▸ WRITTEN TASK:
Locate each line in the data below that contains the string "player", matching case exactly, and copy those lines out.

Part of a data file:
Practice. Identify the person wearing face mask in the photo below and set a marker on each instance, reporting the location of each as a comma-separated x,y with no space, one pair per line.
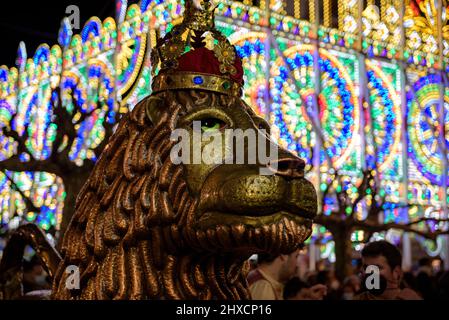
267,281
387,258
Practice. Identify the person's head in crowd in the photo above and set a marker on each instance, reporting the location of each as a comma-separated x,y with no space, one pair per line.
351,286
295,289
408,280
388,259
284,266
425,266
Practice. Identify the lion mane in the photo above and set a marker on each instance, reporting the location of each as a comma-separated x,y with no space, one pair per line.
131,235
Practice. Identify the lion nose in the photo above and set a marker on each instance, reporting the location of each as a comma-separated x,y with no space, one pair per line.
288,167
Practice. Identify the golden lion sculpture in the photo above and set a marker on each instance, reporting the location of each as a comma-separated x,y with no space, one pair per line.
146,228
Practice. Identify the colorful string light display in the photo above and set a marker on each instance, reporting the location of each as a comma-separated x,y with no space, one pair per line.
306,68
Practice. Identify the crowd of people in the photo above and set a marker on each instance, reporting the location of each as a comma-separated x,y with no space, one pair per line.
278,278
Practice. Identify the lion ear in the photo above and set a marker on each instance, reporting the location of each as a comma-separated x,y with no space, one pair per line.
153,109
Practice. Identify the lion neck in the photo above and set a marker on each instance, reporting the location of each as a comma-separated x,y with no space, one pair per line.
210,277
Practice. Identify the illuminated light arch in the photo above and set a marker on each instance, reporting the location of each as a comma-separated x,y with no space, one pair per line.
133,49
288,112
343,142
392,127
250,47
423,109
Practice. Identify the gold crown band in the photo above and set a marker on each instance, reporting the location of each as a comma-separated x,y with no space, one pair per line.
187,80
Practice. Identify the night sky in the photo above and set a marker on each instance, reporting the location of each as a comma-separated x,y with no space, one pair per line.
36,22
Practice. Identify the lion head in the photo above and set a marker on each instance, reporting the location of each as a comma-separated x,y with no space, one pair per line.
146,228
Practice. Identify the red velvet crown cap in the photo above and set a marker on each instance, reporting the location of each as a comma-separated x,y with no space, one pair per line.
203,60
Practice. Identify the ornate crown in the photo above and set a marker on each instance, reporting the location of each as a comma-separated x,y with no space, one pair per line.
195,55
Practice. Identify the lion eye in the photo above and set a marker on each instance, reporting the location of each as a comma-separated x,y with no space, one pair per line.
212,124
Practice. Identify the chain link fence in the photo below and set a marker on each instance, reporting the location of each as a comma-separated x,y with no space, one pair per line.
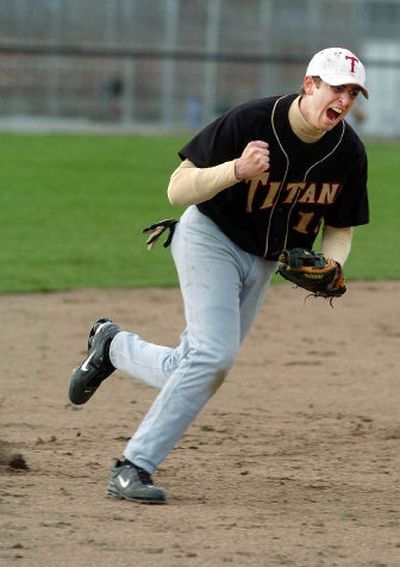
175,64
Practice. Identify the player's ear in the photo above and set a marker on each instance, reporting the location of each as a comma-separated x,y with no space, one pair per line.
308,84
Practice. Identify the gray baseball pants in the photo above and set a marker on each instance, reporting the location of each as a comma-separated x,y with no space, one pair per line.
223,288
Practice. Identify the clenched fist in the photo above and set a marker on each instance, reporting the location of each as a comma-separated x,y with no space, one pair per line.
253,161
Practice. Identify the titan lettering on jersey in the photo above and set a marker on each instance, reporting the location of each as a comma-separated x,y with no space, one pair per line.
301,192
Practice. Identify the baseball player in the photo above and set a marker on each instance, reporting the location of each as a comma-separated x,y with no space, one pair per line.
266,176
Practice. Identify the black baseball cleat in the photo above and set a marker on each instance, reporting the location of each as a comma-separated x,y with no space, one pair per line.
97,365
129,482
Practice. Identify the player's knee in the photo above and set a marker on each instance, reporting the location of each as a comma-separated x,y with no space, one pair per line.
220,360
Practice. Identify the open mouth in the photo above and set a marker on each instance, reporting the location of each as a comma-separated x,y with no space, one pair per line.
333,112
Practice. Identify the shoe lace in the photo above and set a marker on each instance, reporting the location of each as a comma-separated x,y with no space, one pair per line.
143,475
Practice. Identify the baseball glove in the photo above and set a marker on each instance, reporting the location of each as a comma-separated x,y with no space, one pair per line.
318,274
157,229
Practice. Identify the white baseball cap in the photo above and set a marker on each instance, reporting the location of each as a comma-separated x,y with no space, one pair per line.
338,66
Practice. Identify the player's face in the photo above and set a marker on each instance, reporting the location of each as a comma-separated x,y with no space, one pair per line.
325,105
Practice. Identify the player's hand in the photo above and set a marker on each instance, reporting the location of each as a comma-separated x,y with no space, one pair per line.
253,161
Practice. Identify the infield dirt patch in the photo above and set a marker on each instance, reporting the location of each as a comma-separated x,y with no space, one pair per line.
294,462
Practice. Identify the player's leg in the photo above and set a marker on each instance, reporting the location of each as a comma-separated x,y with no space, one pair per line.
212,273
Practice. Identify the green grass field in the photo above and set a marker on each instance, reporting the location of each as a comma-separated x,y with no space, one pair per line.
73,207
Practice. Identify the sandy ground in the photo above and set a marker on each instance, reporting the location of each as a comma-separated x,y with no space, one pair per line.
294,462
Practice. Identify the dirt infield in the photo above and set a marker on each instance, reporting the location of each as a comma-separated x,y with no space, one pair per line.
294,462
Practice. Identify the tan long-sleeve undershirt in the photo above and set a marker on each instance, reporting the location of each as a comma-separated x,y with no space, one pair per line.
190,185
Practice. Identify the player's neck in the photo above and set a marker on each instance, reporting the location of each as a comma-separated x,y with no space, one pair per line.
300,126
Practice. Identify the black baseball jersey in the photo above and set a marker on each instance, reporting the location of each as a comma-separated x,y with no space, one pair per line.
304,185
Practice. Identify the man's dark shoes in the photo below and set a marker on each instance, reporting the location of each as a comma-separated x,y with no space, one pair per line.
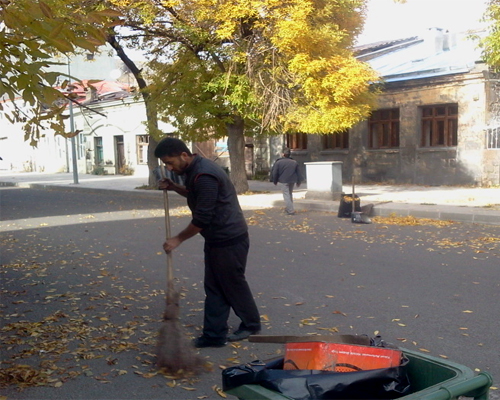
204,341
240,334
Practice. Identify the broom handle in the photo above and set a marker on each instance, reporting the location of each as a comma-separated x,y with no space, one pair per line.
166,205
353,195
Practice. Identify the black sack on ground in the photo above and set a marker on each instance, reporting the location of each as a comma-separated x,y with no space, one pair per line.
345,206
385,383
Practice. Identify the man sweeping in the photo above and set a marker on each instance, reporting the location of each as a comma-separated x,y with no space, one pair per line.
217,216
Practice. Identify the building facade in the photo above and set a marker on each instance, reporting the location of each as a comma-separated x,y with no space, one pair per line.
436,122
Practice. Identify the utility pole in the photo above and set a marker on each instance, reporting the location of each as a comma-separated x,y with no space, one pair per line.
72,128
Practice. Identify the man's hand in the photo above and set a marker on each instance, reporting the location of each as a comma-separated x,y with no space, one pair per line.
171,244
166,184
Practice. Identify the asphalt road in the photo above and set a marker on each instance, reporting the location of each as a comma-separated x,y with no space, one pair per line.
83,278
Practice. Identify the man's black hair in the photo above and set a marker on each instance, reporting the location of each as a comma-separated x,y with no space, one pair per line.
171,147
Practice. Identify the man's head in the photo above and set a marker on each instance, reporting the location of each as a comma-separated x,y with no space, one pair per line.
174,153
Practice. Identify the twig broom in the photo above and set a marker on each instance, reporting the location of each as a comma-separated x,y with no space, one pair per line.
174,351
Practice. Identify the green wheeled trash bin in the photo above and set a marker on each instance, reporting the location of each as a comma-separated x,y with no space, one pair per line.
431,378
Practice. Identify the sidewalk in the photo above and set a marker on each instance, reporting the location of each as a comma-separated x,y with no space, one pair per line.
462,204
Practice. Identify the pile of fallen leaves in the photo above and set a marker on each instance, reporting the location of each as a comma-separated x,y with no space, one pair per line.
409,220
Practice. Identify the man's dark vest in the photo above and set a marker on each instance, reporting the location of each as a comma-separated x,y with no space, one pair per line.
229,222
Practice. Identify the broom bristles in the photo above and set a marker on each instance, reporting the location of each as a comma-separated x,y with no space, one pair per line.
174,351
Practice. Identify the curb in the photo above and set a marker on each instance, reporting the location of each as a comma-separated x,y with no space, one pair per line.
258,201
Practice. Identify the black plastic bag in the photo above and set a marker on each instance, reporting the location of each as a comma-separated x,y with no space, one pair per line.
386,383
345,206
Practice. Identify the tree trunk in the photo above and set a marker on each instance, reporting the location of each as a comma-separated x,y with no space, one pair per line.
236,149
151,114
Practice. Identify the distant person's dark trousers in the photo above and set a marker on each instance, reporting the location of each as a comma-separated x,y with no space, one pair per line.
287,189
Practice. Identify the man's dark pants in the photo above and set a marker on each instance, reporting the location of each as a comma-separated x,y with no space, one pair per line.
225,288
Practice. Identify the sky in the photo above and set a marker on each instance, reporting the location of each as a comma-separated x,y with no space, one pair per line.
389,20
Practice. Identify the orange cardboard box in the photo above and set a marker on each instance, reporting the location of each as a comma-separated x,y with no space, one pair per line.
339,357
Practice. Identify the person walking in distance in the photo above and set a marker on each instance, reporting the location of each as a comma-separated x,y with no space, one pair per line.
217,216
286,172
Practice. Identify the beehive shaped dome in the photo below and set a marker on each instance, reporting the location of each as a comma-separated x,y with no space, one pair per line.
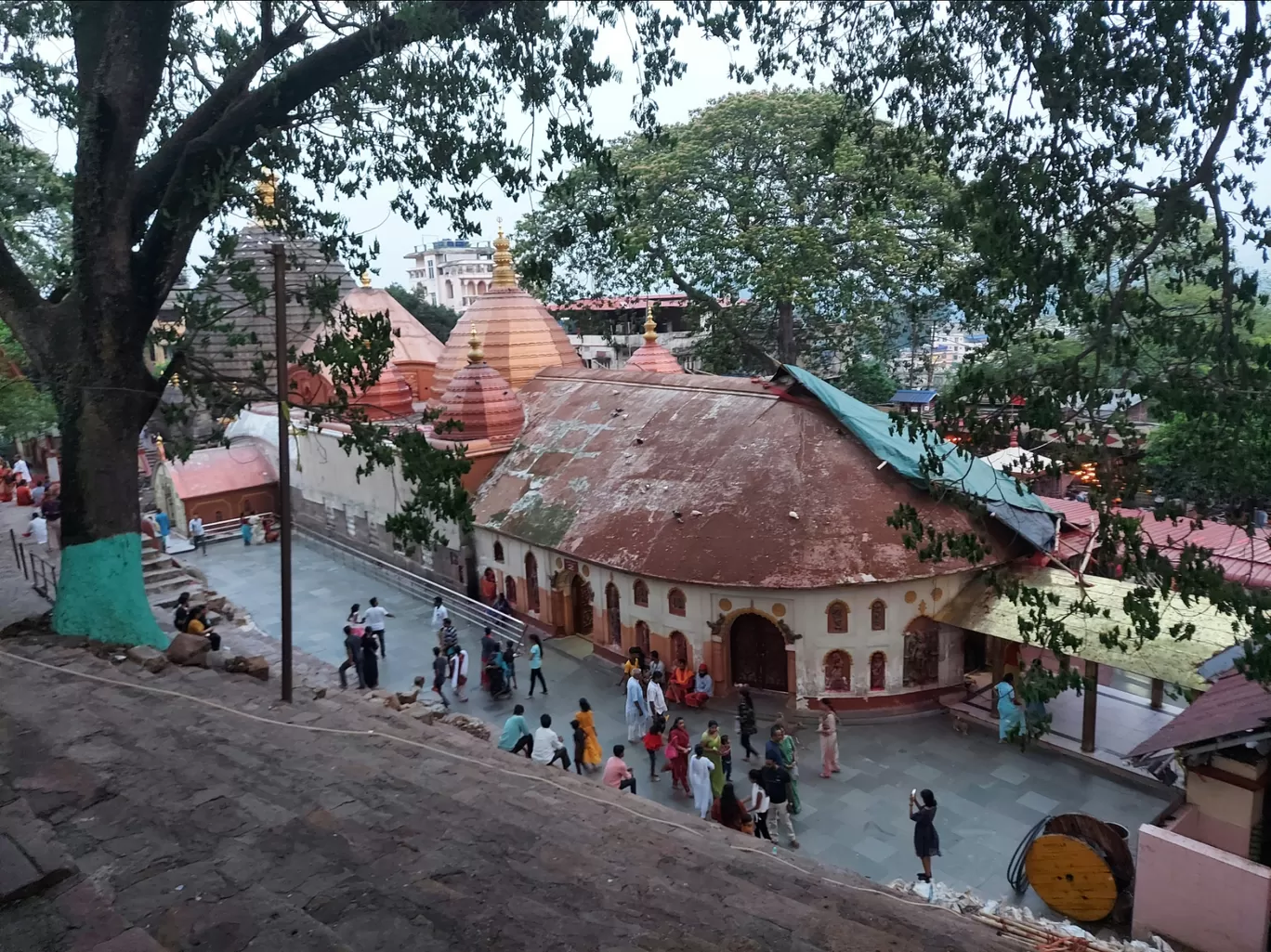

▸ TASK ANSWER:
Practice. Identify the player's ear in the photo above and set a marker on each instance, reporting the location of each as a comma-separated x,y with no space, one pair per line.
Practice. Identify the baseball player in the photo above and set a marker on each instance, reporting the location of each as a comma-separated x,y with no space, one pair per line.
Practice. Identify the player's knee in the photo above and set a marker on each instance, reporting the location of each as a comma-separated x,y with no space, one pair per line.
Practice. Identify the player's face in the photo above and set a marker on each instance, reporting the location of each as a comma-separated x,y with no space, one pair per line.
Practice. Identify the player's hand in the photo above and set a marker on each instance, reporting the location of each as a comma-separated x,y with no space, one pair per line.
Practice. Identify the player's leg in the photo above and set a marker on each instance, reporting the location of each as a comma-separated x,y with no space, one pair per line.
Practice. Identify the player's neck in the photo above and set a marker on each instance, reporting the location of each as a comma-separated x,y with no space, one pair per line.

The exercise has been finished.